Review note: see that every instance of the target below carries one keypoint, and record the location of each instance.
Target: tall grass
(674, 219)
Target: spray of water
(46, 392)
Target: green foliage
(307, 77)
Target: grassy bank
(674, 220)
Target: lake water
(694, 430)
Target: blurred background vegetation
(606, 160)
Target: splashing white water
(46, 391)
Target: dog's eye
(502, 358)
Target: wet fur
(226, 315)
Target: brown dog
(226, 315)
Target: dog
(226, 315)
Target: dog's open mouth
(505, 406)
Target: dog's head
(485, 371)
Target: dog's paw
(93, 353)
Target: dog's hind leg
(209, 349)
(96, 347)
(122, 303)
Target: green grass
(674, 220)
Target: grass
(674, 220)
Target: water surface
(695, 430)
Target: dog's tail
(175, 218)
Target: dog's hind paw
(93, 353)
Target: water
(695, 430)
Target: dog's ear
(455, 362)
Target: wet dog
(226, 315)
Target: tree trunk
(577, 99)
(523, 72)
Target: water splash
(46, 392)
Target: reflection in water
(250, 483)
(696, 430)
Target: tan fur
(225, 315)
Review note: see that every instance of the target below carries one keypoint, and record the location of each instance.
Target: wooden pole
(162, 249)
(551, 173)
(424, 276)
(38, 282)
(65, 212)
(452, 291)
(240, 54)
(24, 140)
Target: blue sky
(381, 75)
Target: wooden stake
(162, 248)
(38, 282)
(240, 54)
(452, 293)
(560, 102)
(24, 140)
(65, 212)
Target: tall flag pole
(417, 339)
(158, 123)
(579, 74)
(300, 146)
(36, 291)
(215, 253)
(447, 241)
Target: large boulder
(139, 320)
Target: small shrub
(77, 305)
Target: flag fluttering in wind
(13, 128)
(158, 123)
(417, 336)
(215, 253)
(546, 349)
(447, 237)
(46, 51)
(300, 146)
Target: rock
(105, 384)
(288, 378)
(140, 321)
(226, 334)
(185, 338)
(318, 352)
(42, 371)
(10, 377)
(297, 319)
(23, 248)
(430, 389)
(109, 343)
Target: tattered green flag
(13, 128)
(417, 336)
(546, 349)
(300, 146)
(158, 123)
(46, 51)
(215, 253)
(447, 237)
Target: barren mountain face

## What you will do:
Beginning at the line that contains "Target: large boulder", retype each line of the listing up to and including the last one, exactly as it stands, and nothing else.

## Solution to this exercise:
Target: large boulder
(139, 320)
Target: small shrub
(77, 305)
Target: flag fluttering in wind
(13, 128)
(158, 123)
(417, 336)
(215, 253)
(546, 349)
(447, 237)
(46, 51)
(300, 146)
Target: rock
(105, 384)
(288, 378)
(140, 321)
(226, 334)
(185, 338)
(318, 352)
(42, 371)
(10, 377)
(297, 319)
(23, 248)
(430, 389)
(109, 343)
Target: tattered green flag
(13, 128)
(417, 336)
(546, 349)
(300, 146)
(158, 123)
(46, 51)
(215, 253)
(447, 237)
Target: barren mountain face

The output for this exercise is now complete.